## begin DATA TO USE

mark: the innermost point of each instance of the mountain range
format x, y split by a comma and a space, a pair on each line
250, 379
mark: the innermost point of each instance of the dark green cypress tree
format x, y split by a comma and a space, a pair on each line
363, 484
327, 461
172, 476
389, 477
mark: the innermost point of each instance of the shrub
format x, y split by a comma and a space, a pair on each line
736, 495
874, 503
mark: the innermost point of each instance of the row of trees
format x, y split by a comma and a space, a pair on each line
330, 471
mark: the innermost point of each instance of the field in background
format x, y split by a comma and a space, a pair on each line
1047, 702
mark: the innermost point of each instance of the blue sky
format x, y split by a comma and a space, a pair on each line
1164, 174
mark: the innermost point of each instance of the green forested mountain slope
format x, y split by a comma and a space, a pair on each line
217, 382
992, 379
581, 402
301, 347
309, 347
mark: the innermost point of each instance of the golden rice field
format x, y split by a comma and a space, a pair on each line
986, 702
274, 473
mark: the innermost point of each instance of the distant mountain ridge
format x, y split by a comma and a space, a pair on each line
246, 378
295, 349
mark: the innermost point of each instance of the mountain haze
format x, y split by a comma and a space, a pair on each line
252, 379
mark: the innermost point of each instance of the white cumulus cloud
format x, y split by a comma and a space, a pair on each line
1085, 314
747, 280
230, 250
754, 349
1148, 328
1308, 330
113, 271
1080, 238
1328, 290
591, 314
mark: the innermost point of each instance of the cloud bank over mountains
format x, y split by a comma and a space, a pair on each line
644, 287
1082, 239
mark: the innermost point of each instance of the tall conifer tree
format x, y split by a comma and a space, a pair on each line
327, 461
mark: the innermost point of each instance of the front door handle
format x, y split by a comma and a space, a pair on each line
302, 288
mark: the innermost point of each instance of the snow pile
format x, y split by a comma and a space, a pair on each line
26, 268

## end DATA TO USE

PROMPT - Restate all of the entries exactly, please.

THE ANSWER -
mark: the innermost point of each instance of the mountain range
format x, y split by a comma and a space, a pair on each line
250, 379
mark: the innermost point of each instance of the dark green cypress tree
format x, y split by a comma and a space, a pair on each line
363, 484
327, 461
172, 476
389, 477
mark: the innermost point of each instance of the shrub
format x, y split by a comma and a space, a pair on each line
736, 495
874, 503
mark: the innermost point of each instance of the row of trees
format x, y split by a comma and a space, a pair on each line
330, 471
mark: the innermost point of each instance of the field in background
format x, y split by a comma and a space, a pair on each line
1047, 702
mark: the innermost point of each instance of the blue sky
format x, y split by a comma and a space, a pair on each line
1164, 174
mark: the innermost point of each instance of the green forested mountain slope
format x, y split by a comma and a space, a pair on each line
217, 382
992, 379
581, 402
301, 347
309, 347
mark: the innermost point of each instance of the golden rice field
format x, y split by a comma and a space, a pair on each line
986, 702
274, 473
mark: the innermost point of each instance of the distant mountain ridge
format x, y split by a comma and a space, a pair on each line
246, 378
295, 349
mark: the innermost point of each instance of the mountain haze
format x, y split by a comma and a space, a pair on each line
252, 379
mark: the innermost point of each instance of the white cumulus cloud
format x, y split by a comma and a space, a pair on each line
1085, 314
747, 280
230, 250
754, 349
1148, 328
1308, 330
113, 271
1080, 238
1328, 290
591, 314
mark: the innermost point of each instance of the cloud bank over mountains
format x, y split by a comma and a space, a pair on each line
644, 287
1082, 239
mark: the innermost point of each instance of the tall conifer tree
format x, y split by a comma and a space, a pair on each line
327, 461
mark: the innermost point of each instance of the front door handle
format x, y split by a comma and a space, a pair on each line
302, 288
mark: the innermost point of each instance of the snow pile
format x, y split by a comma and a space, a pair on each line
26, 268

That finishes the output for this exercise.